_EXERCISE AIM:_ Gather every line of the material below that contains the word "leaf".
--- BEGIN GIVEN DATA ---
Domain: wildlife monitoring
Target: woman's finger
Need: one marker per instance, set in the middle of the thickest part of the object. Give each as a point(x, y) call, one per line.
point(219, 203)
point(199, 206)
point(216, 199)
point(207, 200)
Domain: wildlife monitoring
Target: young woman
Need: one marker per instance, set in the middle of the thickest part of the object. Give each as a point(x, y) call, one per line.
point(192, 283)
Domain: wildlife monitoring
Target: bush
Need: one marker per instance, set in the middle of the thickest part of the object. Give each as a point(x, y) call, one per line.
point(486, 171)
--- END GIVEN DATA ---
--- BEGIN GIVEN DATA ---
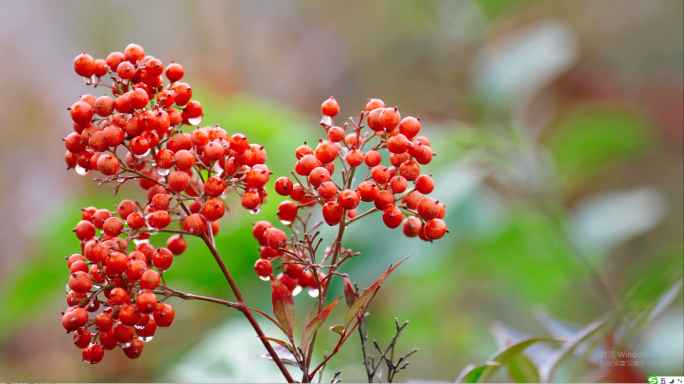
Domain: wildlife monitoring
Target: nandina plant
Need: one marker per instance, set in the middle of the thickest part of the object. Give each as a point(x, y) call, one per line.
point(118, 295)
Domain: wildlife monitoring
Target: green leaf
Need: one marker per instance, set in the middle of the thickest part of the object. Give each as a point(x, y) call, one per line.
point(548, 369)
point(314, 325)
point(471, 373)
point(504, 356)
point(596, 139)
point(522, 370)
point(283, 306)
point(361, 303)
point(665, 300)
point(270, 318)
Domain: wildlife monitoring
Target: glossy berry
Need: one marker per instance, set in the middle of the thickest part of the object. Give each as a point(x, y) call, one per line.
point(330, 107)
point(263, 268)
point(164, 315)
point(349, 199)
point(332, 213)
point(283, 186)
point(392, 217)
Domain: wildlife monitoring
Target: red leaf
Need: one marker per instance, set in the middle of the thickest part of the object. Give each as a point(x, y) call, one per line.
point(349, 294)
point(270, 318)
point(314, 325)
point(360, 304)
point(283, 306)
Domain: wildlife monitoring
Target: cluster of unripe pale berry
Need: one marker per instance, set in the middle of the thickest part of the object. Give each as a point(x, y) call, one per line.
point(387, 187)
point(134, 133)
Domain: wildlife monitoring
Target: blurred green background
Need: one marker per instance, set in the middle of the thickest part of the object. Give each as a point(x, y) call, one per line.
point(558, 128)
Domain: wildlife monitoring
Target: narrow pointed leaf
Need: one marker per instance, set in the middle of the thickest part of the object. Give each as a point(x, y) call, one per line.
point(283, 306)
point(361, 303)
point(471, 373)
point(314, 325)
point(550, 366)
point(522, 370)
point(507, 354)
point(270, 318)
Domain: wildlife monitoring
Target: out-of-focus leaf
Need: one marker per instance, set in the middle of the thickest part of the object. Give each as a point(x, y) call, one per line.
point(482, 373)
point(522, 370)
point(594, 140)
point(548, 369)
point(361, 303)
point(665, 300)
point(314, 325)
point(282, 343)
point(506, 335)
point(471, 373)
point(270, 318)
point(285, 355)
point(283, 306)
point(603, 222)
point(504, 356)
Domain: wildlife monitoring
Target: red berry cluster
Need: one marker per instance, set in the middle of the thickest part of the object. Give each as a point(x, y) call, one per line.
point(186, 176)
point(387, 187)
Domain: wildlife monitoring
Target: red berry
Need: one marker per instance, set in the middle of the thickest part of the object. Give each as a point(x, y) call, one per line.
--- END GIVEN DATA ---
_RESPONSE TO THIS TASK:_
Target: green leaf
Target: red leaf
Target: narrow pointed leaf
Target: out-of-focus leaf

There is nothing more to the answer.